* The task: Look below for the line containing "Query: white wall"; from there, print each line exactly up to and including the line containing "Where can the collar", and stop.

(Items from a dataset)
━━━━━━━━━━━━━━━━

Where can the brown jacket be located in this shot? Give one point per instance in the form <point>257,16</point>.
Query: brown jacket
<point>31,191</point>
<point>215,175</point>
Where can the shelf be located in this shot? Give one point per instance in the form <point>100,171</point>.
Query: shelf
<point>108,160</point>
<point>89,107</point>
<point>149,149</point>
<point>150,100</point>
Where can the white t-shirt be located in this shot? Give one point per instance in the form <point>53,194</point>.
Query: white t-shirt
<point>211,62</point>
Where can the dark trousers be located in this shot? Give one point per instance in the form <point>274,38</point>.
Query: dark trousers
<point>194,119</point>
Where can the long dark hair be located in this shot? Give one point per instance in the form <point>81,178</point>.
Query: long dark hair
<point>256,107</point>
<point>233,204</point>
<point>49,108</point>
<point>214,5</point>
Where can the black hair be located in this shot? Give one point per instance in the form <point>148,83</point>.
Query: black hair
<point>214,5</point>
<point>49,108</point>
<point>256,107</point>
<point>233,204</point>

━━━━━━━━━━━━━━━━

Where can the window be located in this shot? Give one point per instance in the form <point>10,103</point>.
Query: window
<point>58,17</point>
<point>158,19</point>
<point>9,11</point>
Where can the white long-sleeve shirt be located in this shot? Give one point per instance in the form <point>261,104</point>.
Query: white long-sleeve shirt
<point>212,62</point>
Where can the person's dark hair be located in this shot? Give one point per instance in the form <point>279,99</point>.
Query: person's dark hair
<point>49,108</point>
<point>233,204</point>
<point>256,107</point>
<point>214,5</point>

━━━━━━━━━━━━━━━━

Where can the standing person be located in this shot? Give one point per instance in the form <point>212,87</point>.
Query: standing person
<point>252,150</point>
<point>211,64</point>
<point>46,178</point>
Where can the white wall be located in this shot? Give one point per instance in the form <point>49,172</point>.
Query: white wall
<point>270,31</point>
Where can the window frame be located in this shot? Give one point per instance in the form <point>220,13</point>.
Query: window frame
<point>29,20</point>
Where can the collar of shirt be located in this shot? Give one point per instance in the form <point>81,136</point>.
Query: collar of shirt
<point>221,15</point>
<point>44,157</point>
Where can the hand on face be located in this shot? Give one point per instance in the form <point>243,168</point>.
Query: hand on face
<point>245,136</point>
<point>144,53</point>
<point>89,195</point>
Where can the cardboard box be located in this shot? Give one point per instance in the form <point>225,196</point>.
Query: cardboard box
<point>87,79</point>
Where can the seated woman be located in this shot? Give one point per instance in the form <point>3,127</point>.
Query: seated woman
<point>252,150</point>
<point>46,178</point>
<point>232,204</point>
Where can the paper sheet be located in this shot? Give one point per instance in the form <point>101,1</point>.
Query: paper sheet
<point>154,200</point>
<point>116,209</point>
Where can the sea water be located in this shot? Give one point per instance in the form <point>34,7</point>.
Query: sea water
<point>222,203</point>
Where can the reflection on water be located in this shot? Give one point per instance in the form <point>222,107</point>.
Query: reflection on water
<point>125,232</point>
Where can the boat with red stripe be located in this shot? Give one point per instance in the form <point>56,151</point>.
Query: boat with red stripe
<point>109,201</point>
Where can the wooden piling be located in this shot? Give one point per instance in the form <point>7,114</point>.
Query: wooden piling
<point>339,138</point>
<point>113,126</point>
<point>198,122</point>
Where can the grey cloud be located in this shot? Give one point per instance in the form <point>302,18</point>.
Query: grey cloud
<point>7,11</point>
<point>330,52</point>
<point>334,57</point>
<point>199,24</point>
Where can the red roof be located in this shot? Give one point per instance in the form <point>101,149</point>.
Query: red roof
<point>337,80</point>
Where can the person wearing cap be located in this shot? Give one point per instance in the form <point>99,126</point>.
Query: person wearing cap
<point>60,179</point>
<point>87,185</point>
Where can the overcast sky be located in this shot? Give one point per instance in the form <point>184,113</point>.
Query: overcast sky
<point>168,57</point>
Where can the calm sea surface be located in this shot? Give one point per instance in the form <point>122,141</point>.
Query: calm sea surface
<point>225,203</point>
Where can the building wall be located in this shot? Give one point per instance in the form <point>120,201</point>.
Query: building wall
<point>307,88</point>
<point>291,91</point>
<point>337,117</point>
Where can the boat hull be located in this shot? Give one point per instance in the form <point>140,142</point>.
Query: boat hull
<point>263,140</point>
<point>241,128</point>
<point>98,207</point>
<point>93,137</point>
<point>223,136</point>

━━━━━━━━━━━━━━━━

* Solution below:
Query: white wall
<point>270,31</point>
Where can the window frame be located in this shot? Give one point per instance in the form <point>220,13</point>.
Query: window frame
<point>29,20</point>
Where can the collar of shirt be located in this shot? Give one point per instance in the form <point>81,136</point>.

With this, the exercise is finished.